_EXTRACTED DATA:_

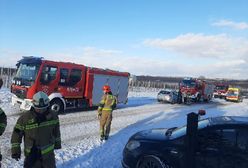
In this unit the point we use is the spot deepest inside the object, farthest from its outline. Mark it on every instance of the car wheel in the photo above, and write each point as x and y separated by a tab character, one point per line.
152	161
57	106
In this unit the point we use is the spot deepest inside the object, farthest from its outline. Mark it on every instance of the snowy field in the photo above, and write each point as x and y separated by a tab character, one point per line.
80	130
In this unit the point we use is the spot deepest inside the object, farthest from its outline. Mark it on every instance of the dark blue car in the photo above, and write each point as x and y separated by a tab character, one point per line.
220	142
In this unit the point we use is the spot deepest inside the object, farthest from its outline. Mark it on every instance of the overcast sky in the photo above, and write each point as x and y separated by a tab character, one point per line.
160	38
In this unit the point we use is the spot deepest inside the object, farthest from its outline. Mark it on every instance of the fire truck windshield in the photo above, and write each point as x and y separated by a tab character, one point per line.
232	93
188	83
27	72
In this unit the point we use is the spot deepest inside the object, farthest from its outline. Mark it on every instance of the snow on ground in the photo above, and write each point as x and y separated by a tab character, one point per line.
80	130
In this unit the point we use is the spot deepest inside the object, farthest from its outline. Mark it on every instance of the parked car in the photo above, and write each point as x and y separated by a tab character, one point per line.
221	142
168	95
234	94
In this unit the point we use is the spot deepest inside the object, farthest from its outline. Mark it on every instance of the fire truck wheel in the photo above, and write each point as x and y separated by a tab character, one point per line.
57	106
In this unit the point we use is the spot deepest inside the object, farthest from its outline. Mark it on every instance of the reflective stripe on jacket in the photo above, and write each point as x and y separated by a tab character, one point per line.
107	103
44	135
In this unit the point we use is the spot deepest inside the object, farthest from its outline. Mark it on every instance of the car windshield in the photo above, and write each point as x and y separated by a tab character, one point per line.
188	83
27	72
182	130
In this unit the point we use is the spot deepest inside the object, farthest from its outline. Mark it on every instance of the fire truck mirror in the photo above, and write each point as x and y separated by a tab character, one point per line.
46	69
45	78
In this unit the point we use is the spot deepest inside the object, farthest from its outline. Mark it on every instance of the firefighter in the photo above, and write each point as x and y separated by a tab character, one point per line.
105	109
3	121
41	132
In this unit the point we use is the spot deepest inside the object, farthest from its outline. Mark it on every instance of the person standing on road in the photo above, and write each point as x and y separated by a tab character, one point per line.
41	131
3	121
105	109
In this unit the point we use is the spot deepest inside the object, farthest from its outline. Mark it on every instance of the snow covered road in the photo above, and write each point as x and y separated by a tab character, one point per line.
80	130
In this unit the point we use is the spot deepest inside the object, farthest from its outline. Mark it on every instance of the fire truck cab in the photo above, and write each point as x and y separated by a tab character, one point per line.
220	90
68	85
192	89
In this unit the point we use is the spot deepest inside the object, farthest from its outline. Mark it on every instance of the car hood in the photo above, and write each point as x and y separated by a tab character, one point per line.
152	134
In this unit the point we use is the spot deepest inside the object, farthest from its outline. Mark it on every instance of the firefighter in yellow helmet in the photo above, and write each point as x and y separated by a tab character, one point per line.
105	109
41	132
3	120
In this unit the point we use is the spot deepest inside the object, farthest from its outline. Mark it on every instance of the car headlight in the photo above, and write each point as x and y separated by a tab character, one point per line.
131	145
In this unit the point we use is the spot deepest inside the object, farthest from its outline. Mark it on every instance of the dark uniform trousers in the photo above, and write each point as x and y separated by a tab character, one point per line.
41	134
105	109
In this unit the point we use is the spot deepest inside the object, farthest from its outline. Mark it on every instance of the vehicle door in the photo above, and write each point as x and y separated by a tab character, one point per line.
208	151
241	153
228	148
49	79
71	83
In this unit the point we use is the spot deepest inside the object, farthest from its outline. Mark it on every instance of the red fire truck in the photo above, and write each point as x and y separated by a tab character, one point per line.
195	90
68	85
220	90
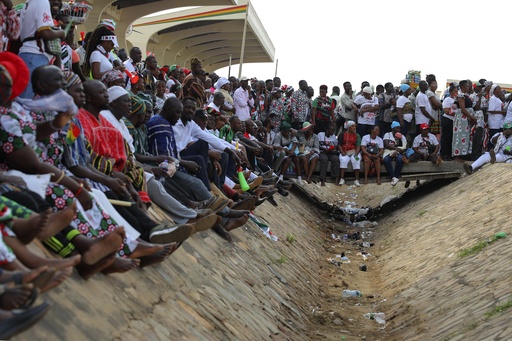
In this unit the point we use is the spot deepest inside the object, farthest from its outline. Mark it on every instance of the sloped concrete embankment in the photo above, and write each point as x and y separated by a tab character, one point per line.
207	290
435	294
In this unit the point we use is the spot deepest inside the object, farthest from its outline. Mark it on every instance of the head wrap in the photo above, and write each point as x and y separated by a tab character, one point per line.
17	71
285	126
395	124
5	85
109	23
71	78
114	92
111	76
349	124
221	82
404	87
110	37
287	88
275	90
493	87
138	106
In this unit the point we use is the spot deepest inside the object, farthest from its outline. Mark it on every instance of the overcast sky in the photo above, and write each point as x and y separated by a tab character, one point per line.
333	41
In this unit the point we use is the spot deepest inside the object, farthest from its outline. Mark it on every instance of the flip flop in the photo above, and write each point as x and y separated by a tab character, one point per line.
16	278
22	320
31	299
43	278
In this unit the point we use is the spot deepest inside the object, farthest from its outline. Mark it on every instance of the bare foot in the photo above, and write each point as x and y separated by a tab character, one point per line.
121	265
203	213
27	229
146	249
26	276
32	260
58	221
233	223
236	213
87	271
59	277
159	256
15	296
99	248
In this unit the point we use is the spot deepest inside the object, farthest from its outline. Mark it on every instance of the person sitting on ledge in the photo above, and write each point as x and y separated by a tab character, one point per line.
395	145
349	145
372	148
425	146
502	151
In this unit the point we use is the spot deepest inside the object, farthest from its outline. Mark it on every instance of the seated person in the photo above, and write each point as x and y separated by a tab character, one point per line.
425	146
309	149
372	148
162	141
328	144
349	146
284	146
395	145
502	151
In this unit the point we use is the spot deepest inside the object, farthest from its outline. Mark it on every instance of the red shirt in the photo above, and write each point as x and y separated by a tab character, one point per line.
104	138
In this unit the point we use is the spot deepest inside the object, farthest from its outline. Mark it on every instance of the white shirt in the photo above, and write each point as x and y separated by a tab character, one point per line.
449	103
98	57
119	125
508	117
422	102
419	142
367	140
243	103
184	134
495	121
36	14
368	117
400	102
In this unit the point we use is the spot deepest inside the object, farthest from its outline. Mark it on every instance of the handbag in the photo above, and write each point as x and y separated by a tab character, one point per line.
35	182
52	47
372	148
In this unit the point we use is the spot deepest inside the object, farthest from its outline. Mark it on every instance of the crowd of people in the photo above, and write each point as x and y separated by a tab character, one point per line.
92	135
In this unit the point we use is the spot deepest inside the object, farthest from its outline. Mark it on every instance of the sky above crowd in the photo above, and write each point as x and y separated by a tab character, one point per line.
333	41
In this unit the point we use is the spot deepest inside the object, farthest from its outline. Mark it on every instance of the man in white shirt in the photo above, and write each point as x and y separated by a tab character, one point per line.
425	146
368	107
242	100
185	130
495	112
36	18
423	108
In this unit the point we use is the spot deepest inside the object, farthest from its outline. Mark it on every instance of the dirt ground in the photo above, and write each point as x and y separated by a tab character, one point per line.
259	289
415	274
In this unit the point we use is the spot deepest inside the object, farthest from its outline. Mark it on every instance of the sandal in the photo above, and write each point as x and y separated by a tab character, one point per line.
6	291
38	282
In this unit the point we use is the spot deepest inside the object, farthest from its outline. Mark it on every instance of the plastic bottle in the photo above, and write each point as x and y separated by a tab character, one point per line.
351	293
378	317
243	183
165	166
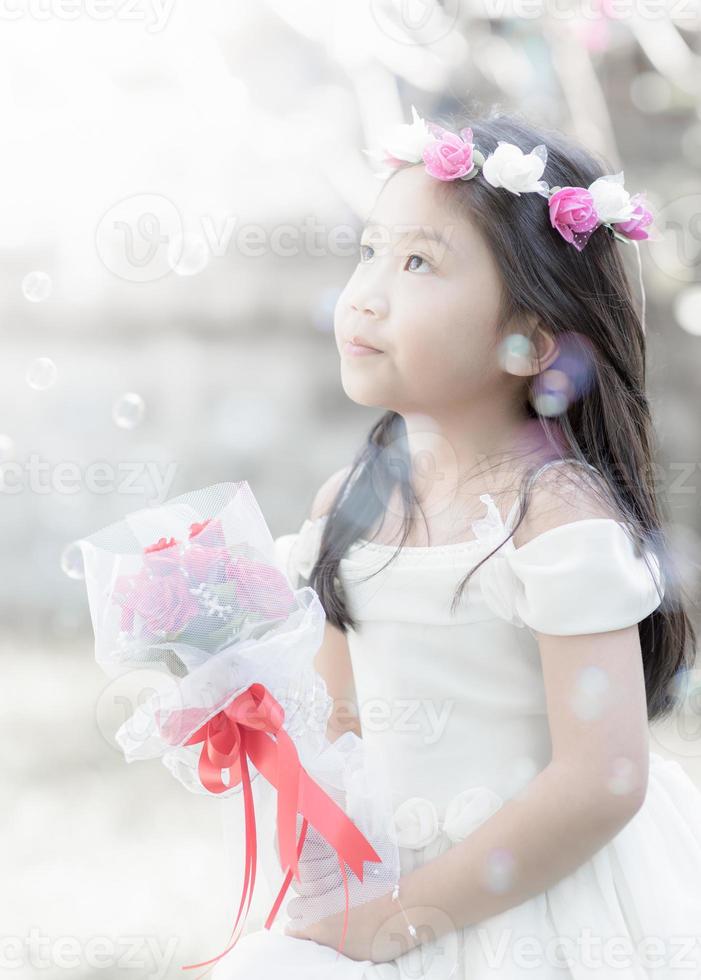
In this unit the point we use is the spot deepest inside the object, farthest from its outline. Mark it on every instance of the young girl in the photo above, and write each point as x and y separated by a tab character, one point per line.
503	615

_WHAT YOU WILL DO:_
Print, exactly and only, the lines running from the line with "of the dirt" through the last line of the data, including both. Skip any picture.

_COMPLETE RESPONSE:_
In this unit the point we use is the spot deepest inside the object, farthest from its outline. Mark it on every instance of the dirt ground in the photo above, and write each point as x and y separated by a tab character, one point per line.
259	289
415	274
In this unit the point we use is the spot deepest inside the object, farthest from its outline. Mark it on every instance of the sandal in the photo above, and write each point as x and y separated by a tab character, one point per line.
6	291
38	282
In this unit the point we use is the spot deepest inside the object, farthest from its outline. Mark it on every instance of the plastic bottle in the photo above, and write each point as x and y separated by a tab character, one point per line.
351	293
378	317
243	183
165	166
In this unit the point we use is the spot deepest inside the object, farthest from its outline. Mark it on every instance of the young girl in the photo above, and write each point as x and y separated by a tab character, one point per line.
503	615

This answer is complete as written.